- **TASK DETAILS**
Please print the listing below word for word, starting at its first line and ending at the line that contains "[945,111,1152,386]", with both of those lines included.

- **DATASET EXCERPTS**
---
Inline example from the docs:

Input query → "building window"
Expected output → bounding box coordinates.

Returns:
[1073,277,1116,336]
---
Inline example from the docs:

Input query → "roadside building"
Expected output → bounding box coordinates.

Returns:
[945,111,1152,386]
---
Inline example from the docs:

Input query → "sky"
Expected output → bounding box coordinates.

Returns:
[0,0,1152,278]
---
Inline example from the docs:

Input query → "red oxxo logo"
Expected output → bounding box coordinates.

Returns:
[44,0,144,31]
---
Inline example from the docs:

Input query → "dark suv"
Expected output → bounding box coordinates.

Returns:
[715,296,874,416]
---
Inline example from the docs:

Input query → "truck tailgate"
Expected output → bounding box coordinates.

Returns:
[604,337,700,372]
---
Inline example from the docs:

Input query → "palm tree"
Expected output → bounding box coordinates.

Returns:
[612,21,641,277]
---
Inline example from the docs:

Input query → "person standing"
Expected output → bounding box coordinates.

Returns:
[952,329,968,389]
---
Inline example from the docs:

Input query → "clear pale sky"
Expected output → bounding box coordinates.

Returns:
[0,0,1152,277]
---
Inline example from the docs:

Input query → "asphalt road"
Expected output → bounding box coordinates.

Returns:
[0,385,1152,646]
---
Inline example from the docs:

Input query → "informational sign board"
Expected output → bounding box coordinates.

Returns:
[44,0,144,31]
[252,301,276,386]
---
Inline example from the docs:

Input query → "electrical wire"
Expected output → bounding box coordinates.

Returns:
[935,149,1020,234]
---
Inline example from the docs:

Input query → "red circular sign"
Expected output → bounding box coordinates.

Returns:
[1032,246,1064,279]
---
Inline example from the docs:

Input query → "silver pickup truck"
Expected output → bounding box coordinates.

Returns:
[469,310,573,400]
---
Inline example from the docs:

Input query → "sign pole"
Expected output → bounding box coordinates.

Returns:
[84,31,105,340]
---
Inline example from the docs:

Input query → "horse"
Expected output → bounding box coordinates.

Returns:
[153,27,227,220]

- **SOLUTION TO THIS TASK**
---
Inline example from the docs:

Input query → "building window"
Expected output → bounding box coordinates.

Returns:
[1073,277,1116,336]
---
Inline example from the docs:

Input query → "roadside building"
Expected output → bounding box coordinates.

Returns:
[945,111,1152,386]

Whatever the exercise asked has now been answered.